* YOUR INSTRUCTIONS *
Every line below should be copied exactly; drop the pictures.

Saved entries

================================

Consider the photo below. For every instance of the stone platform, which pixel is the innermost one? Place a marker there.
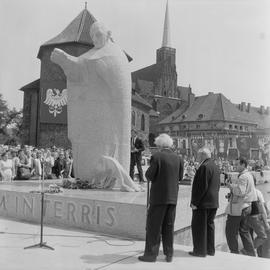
(104, 211)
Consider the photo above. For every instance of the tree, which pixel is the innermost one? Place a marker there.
(10, 122)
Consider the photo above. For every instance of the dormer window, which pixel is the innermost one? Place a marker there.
(200, 116)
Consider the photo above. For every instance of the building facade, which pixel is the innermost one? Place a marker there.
(229, 130)
(45, 100)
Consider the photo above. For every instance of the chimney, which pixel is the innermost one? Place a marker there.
(191, 98)
(248, 107)
(243, 106)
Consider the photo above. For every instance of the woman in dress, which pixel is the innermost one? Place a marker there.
(6, 168)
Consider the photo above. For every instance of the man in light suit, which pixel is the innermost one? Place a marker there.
(137, 147)
(204, 204)
(165, 171)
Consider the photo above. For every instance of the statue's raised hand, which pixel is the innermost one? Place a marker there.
(58, 56)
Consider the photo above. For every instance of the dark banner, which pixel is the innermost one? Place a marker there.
(53, 103)
(243, 145)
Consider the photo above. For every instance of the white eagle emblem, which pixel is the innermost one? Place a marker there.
(55, 100)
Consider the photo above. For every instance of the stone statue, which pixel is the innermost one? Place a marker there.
(99, 110)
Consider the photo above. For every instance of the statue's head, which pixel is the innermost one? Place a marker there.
(99, 34)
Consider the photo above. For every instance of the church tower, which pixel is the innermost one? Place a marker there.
(165, 57)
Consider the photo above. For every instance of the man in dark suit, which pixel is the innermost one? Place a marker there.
(204, 203)
(165, 171)
(137, 147)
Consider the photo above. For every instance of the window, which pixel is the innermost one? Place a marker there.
(143, 122)
(133, 118)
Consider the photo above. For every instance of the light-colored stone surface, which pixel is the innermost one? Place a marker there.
(99, 108)
(76, 250)
(112, 212)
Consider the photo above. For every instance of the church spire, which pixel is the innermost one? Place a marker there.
(166, 41)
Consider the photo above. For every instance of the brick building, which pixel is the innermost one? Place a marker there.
(230, 130)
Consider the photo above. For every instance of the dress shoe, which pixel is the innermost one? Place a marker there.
(168, 258)
(192, 253)
(147, 258)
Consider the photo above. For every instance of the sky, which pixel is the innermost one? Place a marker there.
(222, 46)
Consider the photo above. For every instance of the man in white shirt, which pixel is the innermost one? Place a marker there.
(242, 193)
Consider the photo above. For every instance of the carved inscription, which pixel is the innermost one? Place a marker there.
(69, 212)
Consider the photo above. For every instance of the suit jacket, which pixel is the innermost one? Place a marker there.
(165, 171)
(206, 184)
(139, 146)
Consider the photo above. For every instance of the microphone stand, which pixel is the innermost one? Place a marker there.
(41, 244)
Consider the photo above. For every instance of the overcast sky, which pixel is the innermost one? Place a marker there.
(222, 46)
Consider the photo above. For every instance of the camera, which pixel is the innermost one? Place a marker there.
(228, 196)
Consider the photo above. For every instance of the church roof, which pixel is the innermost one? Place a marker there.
(137, 98)
(76, 31)
(166, 40)
(216, 107)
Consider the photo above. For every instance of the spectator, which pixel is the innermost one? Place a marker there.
(6, 167)
(204, 204)
(242, 193)
(59, 165)
(165, 171)
(24, 168)
(48, 164)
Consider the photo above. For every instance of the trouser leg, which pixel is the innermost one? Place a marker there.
(139, 167)
(256, 223)
(211, 213)
(199, 231)
(132, 164)
(168, 230)
(155, 218)
(231, 231)
(245, 234)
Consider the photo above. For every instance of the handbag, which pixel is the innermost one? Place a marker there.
(24, 173)
(255, 208)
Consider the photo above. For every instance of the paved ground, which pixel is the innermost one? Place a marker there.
(84, 251)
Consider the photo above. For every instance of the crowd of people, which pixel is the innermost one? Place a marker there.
(30, 163)
(246, 211)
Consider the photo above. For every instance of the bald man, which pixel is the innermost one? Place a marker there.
(204, 204)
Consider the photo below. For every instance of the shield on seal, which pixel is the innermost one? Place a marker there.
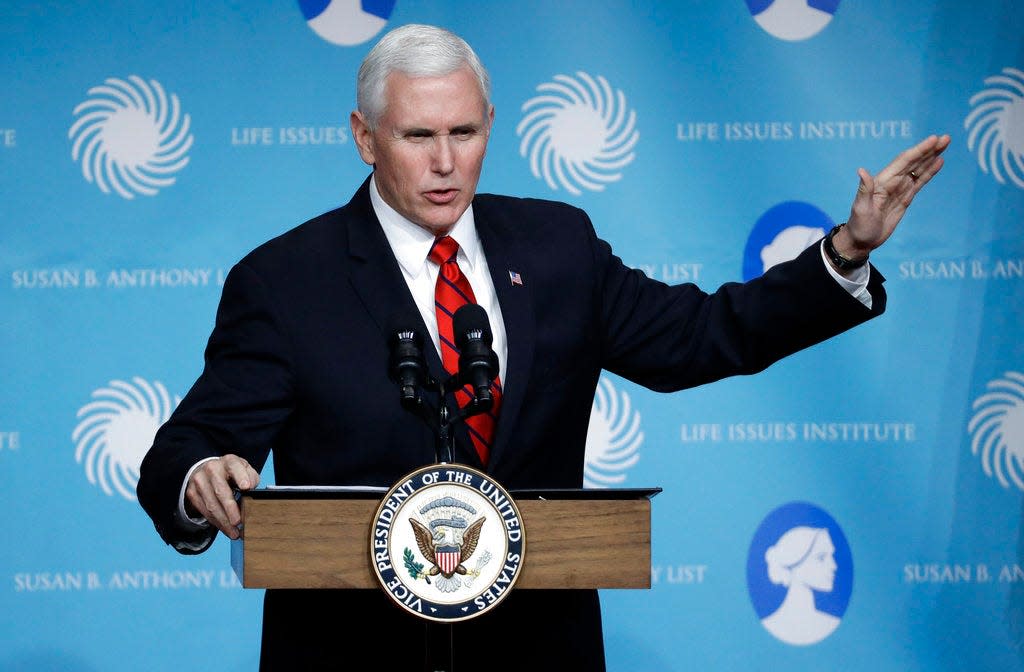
(448, 558)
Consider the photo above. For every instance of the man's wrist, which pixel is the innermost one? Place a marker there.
(841, 261)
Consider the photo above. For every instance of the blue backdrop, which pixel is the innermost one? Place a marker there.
(146, 147)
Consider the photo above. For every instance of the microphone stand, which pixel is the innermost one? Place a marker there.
(441, 419)
(438, 637)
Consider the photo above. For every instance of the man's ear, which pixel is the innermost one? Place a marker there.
(363, 136)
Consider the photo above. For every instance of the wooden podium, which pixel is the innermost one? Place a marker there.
(320, 538)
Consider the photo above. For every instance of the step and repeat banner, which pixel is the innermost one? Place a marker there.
(856, 506)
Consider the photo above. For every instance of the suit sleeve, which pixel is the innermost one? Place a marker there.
(237, 406)
(673, 337)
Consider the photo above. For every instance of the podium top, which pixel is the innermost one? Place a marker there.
(374, 492)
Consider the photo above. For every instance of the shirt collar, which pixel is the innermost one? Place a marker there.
(411, 243)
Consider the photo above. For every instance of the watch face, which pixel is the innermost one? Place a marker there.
(837, 258)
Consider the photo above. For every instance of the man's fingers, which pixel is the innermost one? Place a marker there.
(212, 489)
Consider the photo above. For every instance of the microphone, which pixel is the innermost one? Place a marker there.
(407, 366)
(477, 362)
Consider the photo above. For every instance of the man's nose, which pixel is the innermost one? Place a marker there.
(443, 155)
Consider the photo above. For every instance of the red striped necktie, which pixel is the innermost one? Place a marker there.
(451, 293)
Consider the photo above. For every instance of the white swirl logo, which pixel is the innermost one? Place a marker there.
(612, 437)
(996, 126)
(997, 429)
(117, 429)
(579, 133)
(130, 136)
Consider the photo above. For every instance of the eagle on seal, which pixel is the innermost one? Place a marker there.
(443, 551)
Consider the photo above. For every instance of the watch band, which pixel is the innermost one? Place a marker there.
(843, 263)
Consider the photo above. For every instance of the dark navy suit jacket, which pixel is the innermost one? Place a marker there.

================================

* YOUR SOLUTION *
Consider the photo below. For every instance of the stone platform, which pixel is the innermost one? Place a marker there.
(104, 211)
Consider the photo above. For every instance of the tree, which pixel is the innermost one? Place a marker there.
(10, 122)
Consider the photo above. For every instance of the dormer window, which pixel is the innermost one? Place a marker there.
(200, 116)
Consider the photo above. For every instance of the building facade, which pixel is the innermost one? Place a marker there.
(229, 130)
(45, 100)
Consider the photo above. For every instance of the chimney, which pixel is the innermost one? Place a marker there.
(191, 98)
(248, 107)
(243, 106)
Consider the photo above. For every instance of the woman in dress, which pixel is the innermost one? Place a marker there.
(6, 168)
Consider the photo above. For every instance of the man in light suit, which pixel is the innermost one? Place a marker there.
(137, 147)
(204, 204)
(165, 171)
Consider the photo above. For every instance of the statue's raised hand, which pixel is the innermost one? Place a marker there.
(58, 56)
Consider the photo above. For every instance of the dark banner, which pixel is the innermost one? Place a marker there.
(53, 103)
(243, 145)
Consider the photo above. For every instance of the white eagle emblem, which pixel is the innermost one? Place a marker there.
(55, 100)
Consider the photo above. For every instance of the stone statue, which pixel is the innermost one? Place a marker there.
(99, 110)
Consider the photo above. For every instance of the statue's head, which pixel is the innermost one? Place a marker there.
(99, 34)
Consider the photo above. For every instance of the church tower, which pixel is the innermost one? Place a marker there.
(165, 57)
Consider the photo above. For every instance of the man in dark suit, which pixel is the innermost one? Place a marker there.
(204, 203)
(165, 171)
(137, 147)
Consider the photo above. For every instance of the window, which pixel is the innermost one? Place a marker there.
(143, 122)
(133, 118)
Consider the photo above. For every instance of the light-colored stone surface, which pixel is the innermost one? Place a marker there.
(99, 108)
(76, 250)
(112, 212)
Consider the photo above. For every instance of the church spire, which pixel is the innermost one? Place a marker there.
(166, 41)
Consider the photo above. For every instance of the brick building, which pixel is the innermost one? Place a marker there.
(230, 130)
Consider the photo above. For every instance of the dress shoe, which pixel is the innermost one? Place a marker there.
(168, 258)
(192, 253)
(147, 258)
Consider the photo above. For every instance of the sky, which pixel is the innermost one? Place a marker there.
(222, 46)
Consider the photo above. For every instance of the man in white shirt, which pixel is the innermost one? Place a marker there.
(242, 193)
Consider the photo above. For every instance of the carved inscription, which pixel is the innermost one? Place a marker there.
(69, 212)
Consider the photo above. For every instance of the suit jacket, which pixel is the innermost one? Place a marker there.
(165, 171)
(206, 184)
(139, 146)
Consider the photo above. For every instance of the microphone stand, which pixel is the innermost one? Place a marker there.
(41, 244)
Consider the photo above. For every instance of the overcast sky, which pixel is the innermost one? Place a marker there.
(222, 46)
Consider the photo above. For every instance of the camera, which pixel is the innermost one? Place a marker there.
(228, 196)
Consider the photo above. For every instance of the church roof, which pixel is the innermost one? Place a marker there.
(137, 98)
(76, 31)
(166, 40)
(216, 107)
Consider the photo above. For every instance of the spectator, which pixel is the innermost one? Place a marker there.
(6, 167)
(204, 204)
(242, 193)
(59, 165)
(165, 171)
(24, 168)
(48, 164)
Consider the photo above. For every instance of the trouser leg, which pixel is the innermost one? Place a marker there.
(139, 167)
(256, 223)
(211, 213)
(199, 231)
(132, 164)
(168, 230)
(155, 218)
(231, 231)
(245, 234)
Consider the photo above. For every instance of the handbag, which pixel is the innermost one? Place a marker there.
(24, 173)
(255, 208)
Consider the photo above. For every instance of the paved ground, which pixel is the innermost one? Place a marker there.
(84, 251)
Consider the photo above. For every instance of the crowd of people, which pixel is the innermost one? Place a marker there.
(30, 163)
(246, 211)
Consider the photo above. For every instance of the bald man, which pixel is the innermost one? Place a marker there.
(204, 204)
Consider the photo below. For every instance of the shield on seal, which pixel is the innermost one? Place a marker there.
(448, 558)
Consider the photo above. For every instance of the man's wrist, which pixel is the innermost one? Place a marker there.
(841, 261)
Consider the photo above. For every instance of the blue backdrop, which pixel is the innermost one? Place a marker there.
(146, 147)
Consider the photo above. For every instance of the microphone stand, which pixel is the innermost one? Place a marker there.
(441, 419)
(438, 637)
Consider the photo above. For every instance of the man's ear, which pixel is the innermost one? Place a marker there.
(363, 136)
Consider the photo above. For every instance of the wooden podium, which pixel is the innermost one? Place a marker there.
(320, 538)
Consider the photo above. For every instance of the step and repeat banner, which pixel is the innermost one? Place a marker there.
(856, 506)
Consider the photo above. For every instance of the suit sleeve, which pixel is the innermost one? Place a marker there.
(237, 406)
(673, 337)
Consider the photo above. For every instance of the podium top, which pixel is the innermost one? Place a marker there.
(374, 492)
Consider the photo above. For every instance of the shirt collar, which pixel is the innermost one? Place a marker there.
(411, 243)
Consider the photo above. For every instance of the watch face, which pixel is the innermost one? Place a marker there.
(837, 258)
Consider the photo above. For every instance of the man's fingers, which pixel is the innermost one? Place a marker there.
(212, 489)
Consider the photo above. For every instance of the microphone, which pixel is the innermost one? Place a marker there.
(407, 366)
(477, 362)
Consider the photo above. For every instance of the man's nose, which pixel is the innermost one? Place a marker there.
(443, 155)
Consider the photo above. For every instance of the red striped necktie, which pixel is the innermost one? Place a marker there.
(451, 293)
Consider the photo above. For every instance of the white swirl logo, which pixel is the innermost one? Place a marker there.
(612, 437)
(996, 126)
(997, 429)
(117, 429)
(579, 133)
(130, 136)
Consider the photo above. For every instance of the eagle on seal, which pixel is the innermost one? Place a marker there.
(443, 551)
Consider the photo above. For every instance of the watch band, which pixel is the innermost one? Place a marker there.
(843, 263)
Consider the photo above. For every instance of the dark navy suit jacket, which pixel is the innermost one? Place a marker there.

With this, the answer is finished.